● Task directions
Quote the dataset page on odontocete acoustic presence in the western North Atlantic below in full, word for word.
══ Document section ══
Skip to main content

Daily totals of odontocete acoustic presence at western North Atlantic acoustic monitoring sites

Cite this dataset

Cohen, Rebecca E. et al. (2022). Daily totals of odontocete acoustic presence at western North Atlantic acoustic monitoring sites [Dataset]. Dryad.


A combination of machine learning and expert analyst review was used to detect odontocete echolocation clicks, identify dominant click types, and classify clicks in 32 years of acoustic data collected at 11 autonomous monitoring sites in the western North Atlantic between 2016 and 2019. Previously-described click types for eight known odontocete species or genera were identified in this data set: Blainville’s beaked whales (Mesoplodon densirostris), Cuvier’s beaked whales (Ziphius cavirostris), Gervais’ beaked whales (Mesoplodon europaeus), Sowerby’s beaked whales (Mesoplodon bidens), and True’s beaked whales (Mesoplodon mirus), Kogia spp., Risso’s dolphin (Grampus griseus), and sperm whales (Physeter macrocephalus). Six novel delphinid echolocation click types were identified and named according to their median peak frequencies. Consideration of the spatiotemporal distribution of these unidentified click types, and comparison to historical sighting data, enabled assignment of the probable species identity to three of the six types, and group identity to a fourth type. UD36, UD26, and UD28 were attributed to Risso’s dolphin (G. griseus), short-finned pilot whale (G. macrorhynchus), and short-beaked common dolphin (D. delphis), respectively, based on similar regional distributions and seasonal presence patterns. UD19 was attributed to one or more species in the subfamily Globicephalinae based on spectral content and signal timing. UD47 and UD38 represent distinct types for which no clear spatiotemporal match was apparent. This approach leveraged the power of big acoustic and big visual data to add to the catalog of known species-specific acoustic signals and yield new inferences about odontocete spatiotemporal distribution patterns. The tools and call types described here can be used for efficient analysis of other existing and future passive acoustic data sets from this region.
═══
══ Data extract ══
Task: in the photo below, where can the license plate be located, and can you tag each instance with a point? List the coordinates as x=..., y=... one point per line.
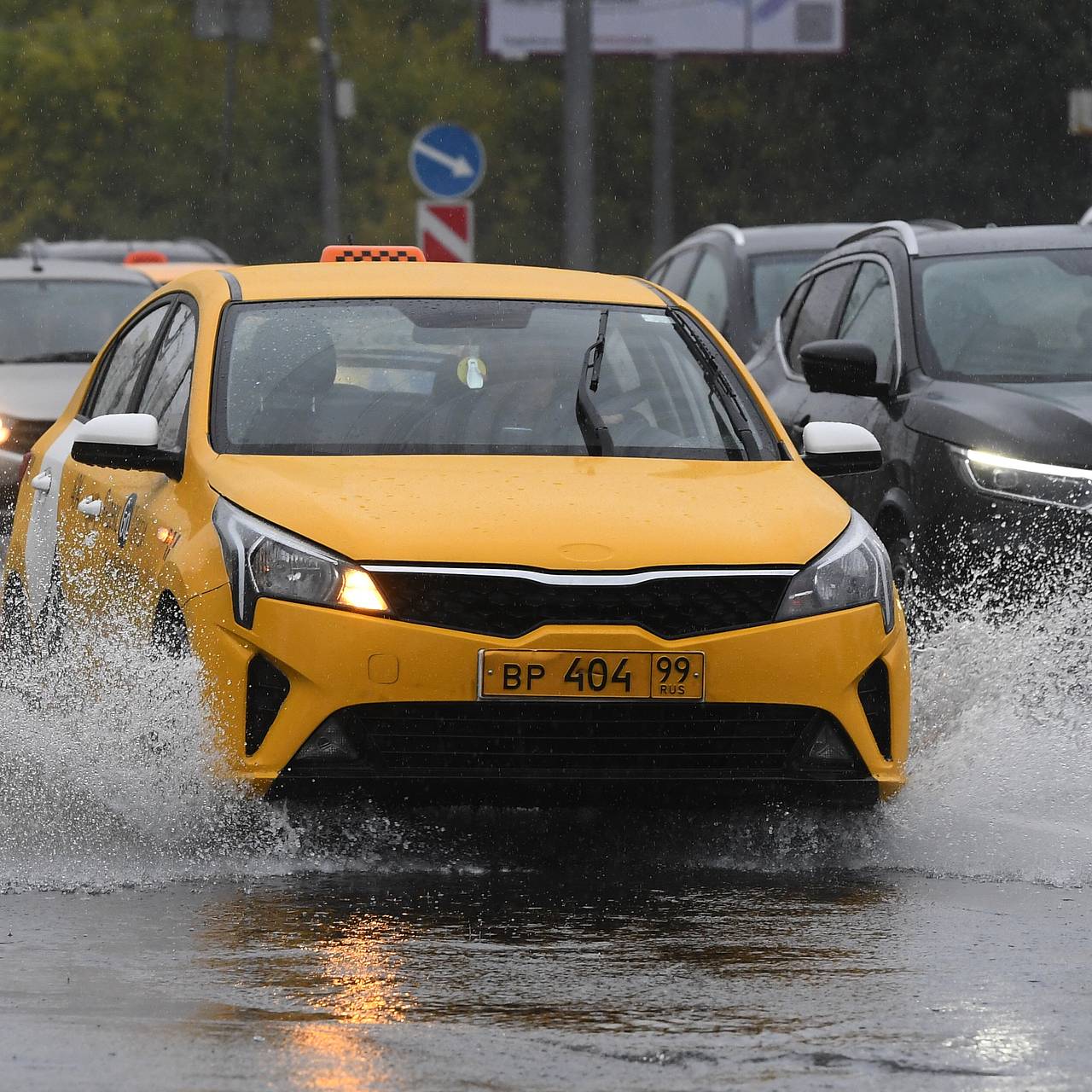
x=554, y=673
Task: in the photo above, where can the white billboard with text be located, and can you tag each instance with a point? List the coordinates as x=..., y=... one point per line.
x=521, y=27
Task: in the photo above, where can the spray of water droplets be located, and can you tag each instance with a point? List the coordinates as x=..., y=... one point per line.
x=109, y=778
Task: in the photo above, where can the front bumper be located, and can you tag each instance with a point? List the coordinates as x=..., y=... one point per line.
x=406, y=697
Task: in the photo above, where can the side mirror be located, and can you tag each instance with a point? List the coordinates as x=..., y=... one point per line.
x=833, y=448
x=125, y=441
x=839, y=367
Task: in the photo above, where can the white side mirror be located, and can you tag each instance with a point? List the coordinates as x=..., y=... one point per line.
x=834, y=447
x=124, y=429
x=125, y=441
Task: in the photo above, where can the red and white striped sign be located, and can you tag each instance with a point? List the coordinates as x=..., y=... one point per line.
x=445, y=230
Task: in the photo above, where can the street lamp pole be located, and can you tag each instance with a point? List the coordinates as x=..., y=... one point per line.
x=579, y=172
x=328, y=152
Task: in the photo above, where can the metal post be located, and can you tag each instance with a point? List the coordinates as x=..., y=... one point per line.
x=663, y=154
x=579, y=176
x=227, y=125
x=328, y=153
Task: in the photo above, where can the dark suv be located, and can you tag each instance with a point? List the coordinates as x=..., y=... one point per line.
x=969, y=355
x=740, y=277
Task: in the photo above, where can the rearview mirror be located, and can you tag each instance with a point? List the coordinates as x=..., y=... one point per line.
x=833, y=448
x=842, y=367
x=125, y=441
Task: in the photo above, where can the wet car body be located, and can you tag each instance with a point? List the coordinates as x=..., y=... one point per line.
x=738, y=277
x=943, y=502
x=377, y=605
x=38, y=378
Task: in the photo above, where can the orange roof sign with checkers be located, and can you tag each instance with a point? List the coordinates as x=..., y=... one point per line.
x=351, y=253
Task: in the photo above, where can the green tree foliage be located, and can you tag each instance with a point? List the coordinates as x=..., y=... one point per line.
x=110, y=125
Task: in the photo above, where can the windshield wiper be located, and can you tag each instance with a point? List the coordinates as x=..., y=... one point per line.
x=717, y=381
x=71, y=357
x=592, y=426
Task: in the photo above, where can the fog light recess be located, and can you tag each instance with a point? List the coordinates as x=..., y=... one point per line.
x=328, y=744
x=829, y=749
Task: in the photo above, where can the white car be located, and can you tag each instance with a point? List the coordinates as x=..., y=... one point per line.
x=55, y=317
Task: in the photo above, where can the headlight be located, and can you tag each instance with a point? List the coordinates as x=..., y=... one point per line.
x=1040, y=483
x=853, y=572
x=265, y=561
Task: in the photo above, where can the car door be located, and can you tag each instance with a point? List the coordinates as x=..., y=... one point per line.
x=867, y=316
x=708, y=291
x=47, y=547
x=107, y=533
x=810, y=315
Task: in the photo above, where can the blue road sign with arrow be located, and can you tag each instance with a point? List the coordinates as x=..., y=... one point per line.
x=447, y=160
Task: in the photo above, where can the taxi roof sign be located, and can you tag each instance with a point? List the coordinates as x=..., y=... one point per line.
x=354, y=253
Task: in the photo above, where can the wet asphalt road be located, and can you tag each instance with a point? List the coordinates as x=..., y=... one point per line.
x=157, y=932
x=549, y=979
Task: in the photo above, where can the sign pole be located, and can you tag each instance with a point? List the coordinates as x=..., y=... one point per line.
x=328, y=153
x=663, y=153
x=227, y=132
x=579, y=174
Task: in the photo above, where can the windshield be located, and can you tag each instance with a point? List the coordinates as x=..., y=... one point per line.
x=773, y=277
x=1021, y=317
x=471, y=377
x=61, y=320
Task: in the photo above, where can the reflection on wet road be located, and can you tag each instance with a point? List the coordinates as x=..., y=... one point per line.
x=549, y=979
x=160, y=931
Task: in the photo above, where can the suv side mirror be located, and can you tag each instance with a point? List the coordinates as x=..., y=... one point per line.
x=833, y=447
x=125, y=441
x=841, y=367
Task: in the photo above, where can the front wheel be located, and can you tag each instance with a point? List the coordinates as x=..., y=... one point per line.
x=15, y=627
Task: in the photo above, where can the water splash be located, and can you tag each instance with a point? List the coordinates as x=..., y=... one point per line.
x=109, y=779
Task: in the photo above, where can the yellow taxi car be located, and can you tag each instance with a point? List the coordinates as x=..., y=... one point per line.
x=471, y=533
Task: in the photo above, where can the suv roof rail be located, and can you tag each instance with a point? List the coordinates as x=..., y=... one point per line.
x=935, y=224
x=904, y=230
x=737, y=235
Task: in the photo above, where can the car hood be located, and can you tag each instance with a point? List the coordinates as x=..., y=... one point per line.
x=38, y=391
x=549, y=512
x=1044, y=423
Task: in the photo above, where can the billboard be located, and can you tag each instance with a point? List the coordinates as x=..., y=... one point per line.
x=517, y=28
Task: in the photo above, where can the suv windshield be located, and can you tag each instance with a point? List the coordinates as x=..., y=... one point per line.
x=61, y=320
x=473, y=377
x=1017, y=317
═══
══ Data extract ══
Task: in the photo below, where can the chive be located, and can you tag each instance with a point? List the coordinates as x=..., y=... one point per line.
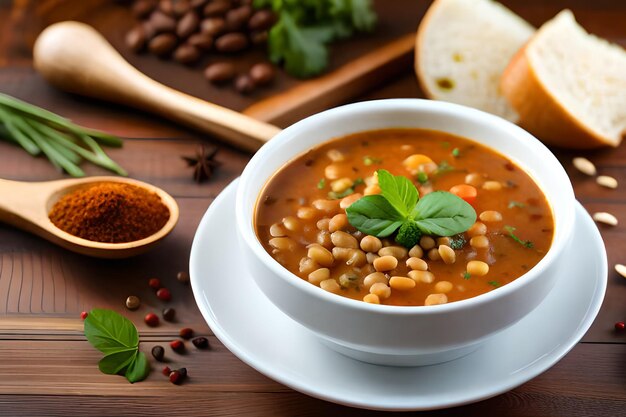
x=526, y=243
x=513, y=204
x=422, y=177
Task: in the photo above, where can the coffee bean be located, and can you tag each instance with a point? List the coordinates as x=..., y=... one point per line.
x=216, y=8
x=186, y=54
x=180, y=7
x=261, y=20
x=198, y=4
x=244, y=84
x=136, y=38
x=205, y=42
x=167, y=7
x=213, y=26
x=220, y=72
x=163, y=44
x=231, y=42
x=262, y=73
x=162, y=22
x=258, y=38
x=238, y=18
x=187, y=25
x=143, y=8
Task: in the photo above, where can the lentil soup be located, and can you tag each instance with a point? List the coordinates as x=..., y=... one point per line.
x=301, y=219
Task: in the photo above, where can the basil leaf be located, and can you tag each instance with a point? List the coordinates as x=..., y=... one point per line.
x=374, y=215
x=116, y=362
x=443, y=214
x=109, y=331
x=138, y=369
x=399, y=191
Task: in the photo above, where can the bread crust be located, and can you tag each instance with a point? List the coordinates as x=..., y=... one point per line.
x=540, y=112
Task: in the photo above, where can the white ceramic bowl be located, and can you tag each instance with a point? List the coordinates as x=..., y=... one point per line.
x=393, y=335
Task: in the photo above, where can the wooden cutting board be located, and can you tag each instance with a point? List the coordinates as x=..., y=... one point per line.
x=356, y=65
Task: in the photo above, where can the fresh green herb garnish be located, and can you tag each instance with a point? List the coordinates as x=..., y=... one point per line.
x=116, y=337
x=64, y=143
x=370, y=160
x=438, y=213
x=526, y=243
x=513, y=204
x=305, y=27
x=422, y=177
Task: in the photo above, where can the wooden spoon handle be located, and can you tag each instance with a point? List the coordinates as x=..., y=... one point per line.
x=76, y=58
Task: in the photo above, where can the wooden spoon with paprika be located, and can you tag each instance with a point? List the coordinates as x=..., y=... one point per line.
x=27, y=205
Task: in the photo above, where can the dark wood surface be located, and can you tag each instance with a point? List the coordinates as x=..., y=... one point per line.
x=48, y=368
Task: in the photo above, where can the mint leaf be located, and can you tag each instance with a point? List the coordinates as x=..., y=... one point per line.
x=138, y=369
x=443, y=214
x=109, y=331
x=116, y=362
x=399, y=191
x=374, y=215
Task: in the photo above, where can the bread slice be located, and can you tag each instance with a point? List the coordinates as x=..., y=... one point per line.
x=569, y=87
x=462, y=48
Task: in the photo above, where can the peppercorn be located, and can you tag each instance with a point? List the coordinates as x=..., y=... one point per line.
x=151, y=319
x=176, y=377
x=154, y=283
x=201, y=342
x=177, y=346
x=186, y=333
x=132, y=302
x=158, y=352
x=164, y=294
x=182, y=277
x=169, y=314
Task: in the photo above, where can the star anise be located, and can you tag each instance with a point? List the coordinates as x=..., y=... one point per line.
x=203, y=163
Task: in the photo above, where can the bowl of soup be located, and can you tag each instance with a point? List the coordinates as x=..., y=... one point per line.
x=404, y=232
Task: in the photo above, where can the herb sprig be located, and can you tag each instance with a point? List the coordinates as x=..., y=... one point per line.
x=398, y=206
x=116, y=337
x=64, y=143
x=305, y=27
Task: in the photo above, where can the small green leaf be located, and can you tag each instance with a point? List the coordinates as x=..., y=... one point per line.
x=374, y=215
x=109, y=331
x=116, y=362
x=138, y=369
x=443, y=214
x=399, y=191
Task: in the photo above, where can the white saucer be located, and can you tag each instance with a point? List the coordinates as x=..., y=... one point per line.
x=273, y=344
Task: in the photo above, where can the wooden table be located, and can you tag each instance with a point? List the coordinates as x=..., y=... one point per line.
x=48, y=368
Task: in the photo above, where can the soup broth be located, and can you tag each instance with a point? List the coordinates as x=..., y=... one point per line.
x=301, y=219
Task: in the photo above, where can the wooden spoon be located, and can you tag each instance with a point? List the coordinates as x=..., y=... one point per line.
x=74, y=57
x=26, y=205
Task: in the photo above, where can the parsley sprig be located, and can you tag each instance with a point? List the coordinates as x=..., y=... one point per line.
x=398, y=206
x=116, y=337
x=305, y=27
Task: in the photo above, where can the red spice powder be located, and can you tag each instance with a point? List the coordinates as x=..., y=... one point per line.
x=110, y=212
═══
● Solution for this problem
Skip to main content

Daily totals of odontocete acoustic presence at western North Atlantic acoustic monitoring sites

Cite this dataset

Cohen, Rebecca E. et al. (2022). Daily totals of odontocete acoustic presence at western North Atlantic acoustic monitoring sites [Dataset]. Dryad.


A combination of machine learning and expert analyst review was used to detect odontocete echolocation clicks, identify dominant click types, and classify clicks in 32 years of acoustic data collected at 11 autonomous monitoring sites in the western North Atlantic between 2016 and 2019. Previously-described click types for eight known odontocete species or genera were identified in this data set: Blainville’s beaked whales (Mesoplodon densirostris), Cuvier’s beaked whales (Ziphius cavirostris), Gervais’ beaked whales (Mesoplodon europaeus), Sowerby’s beaked whales (Mesoplodon bidens), and True’s beaked whales (Mesoplodon mirus), Kogia spp., Risso’s dolphin (Grampus griseus), and sperm whales (Physeter macrocephalus). Six novel delphinid echolocation click types were identified and named according to their median peak frequencies. Consideration of the spatiotemporal distribution of these unidentified click types, and comparison to historical sighting data, enabled assignment of the probable species identity to three of the six types, and group identity to a fourth type. UD36, UD26, and UD28 were attributed to Risso’s dolphin (G. griseus), short-finned pilot whale (G. macrorhynchus), and short-beaked common dolphin (D. delphis), respectively, based on similar regional distributions and seasonal presence patterns. UD19 was attributed to one or more species in the subfamily Globicephalinae based on spectral content and signal timing. UD47 and UD38 represent distinct types for which no clear spatiotemporal match was apparent. This approach leveraged the power of big acoustic and big visual data to add to the catalog of known species-specific acoustic signals and yield new inferences about odontocete spatiotemporal distribution patterns. The tools and call types described here can be used for efficient analysis of other existing and future passive acoustic data sets from this region.